[Location identification items]

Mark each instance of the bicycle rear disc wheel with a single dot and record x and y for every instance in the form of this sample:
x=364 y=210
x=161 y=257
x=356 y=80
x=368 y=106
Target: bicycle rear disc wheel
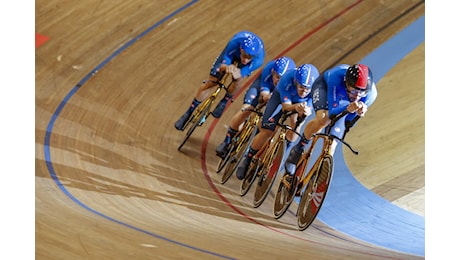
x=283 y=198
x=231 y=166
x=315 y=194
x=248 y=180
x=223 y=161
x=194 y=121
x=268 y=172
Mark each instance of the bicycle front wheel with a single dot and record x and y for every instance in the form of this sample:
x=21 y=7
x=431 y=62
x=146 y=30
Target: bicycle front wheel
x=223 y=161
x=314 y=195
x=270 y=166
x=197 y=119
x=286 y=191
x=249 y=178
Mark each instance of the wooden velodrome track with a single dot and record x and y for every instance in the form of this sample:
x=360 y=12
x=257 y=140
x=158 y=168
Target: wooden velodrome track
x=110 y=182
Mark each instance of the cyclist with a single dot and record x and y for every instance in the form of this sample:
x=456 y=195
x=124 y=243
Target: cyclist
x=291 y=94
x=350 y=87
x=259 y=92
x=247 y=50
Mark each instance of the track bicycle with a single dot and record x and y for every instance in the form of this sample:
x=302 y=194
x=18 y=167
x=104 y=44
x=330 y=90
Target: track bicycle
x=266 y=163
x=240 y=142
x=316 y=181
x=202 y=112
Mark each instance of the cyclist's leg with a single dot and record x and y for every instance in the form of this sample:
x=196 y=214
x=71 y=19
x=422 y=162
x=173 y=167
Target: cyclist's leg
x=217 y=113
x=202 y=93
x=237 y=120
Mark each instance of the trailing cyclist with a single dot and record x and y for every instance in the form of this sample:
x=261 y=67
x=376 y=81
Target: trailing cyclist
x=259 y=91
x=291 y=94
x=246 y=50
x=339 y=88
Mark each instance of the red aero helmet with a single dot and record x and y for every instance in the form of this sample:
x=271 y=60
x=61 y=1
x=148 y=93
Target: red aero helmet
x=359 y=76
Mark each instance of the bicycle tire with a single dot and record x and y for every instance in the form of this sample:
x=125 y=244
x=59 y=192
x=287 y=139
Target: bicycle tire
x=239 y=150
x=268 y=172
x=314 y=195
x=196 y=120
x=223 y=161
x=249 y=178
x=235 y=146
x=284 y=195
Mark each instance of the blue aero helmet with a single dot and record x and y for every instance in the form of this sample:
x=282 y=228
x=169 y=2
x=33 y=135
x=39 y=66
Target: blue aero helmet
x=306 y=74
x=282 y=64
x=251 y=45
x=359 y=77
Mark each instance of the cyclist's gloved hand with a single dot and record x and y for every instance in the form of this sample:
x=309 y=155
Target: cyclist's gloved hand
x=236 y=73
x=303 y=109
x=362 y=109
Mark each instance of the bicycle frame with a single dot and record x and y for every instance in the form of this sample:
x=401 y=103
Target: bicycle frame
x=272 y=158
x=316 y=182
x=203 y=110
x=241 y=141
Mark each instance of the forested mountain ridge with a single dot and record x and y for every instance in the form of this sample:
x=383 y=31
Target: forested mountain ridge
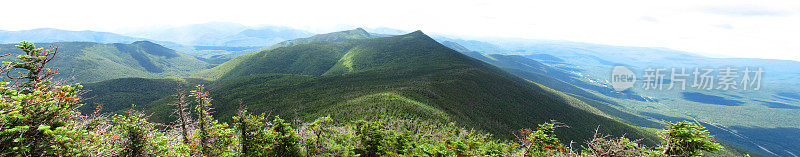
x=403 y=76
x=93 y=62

• [EXERCISE OBJECTIVE]: Retype the lines of the records above exactly, starting at the line containing "Mark each instance of the wooden" and ending at the line containing "x=284 y=195".

• [FINISHED ANSWER]:
Mark each instance of the wooden velodrome track with a single dot and record x and y for every instance in the form of this sample:
x=360 y=12
x=257 y=140
x=158 y=168
Target: wooden velodrome track
x=110 y=182
Mark each instance of the cyclist with a single dot and record x and y for every instance in the form of this sample:
x=456 y=195
x=124 y=243
Target: cyclist
x=291 y=94
x=350 y=87
x=259 y=92
x=247 y=50
Mark each instance of the track bicycle with a single dot and record x and y for every instance in the form of this sample:
x=302 y=194
x=18 y=167
x=104 y=44
x=330 y=90
Target: track bicycle
x=266 y=163
x=240 y=142
x=316 y=181
x=202 y=112
Mark each instance of the cyclist's leg with a single dot and record x and y for every instance in the form of this sample:
x=196 y=214
x=71 y=19
x=422 y=162
x=173 y=167
Target: cyclist's leg
x=217 y=113
x=202 y=93
x=237 y=120
Mark each instance of the trailing cyclist with a single dot and record x and y for every instance in the form of this sample:
x=261 y=67
x=376 y=81
Target: trailing cyclist
x=259 y=91
x=291 y=94
x=246 y=50
x=339 y=88
Mark each instance of the red aero helmet with a single dot and record x and y for every instance in the form of this sample:
x=271 y=60
x=61 y=1
x=148 y=93
Target: red aero helmet
x=359 y=76
Mark each instance of the bicycle tire with a single dot and record x and y for every instance in the form of this sample:
x=125 y=244
x=59 y=192
x=287 y=139
Target: bicycle tire
x=239 y=150
x=268 y=172
x=314 y=195
x=196 y=120
x=223 y=161
x=249 y=178
x=235 y=146
x=284 y=195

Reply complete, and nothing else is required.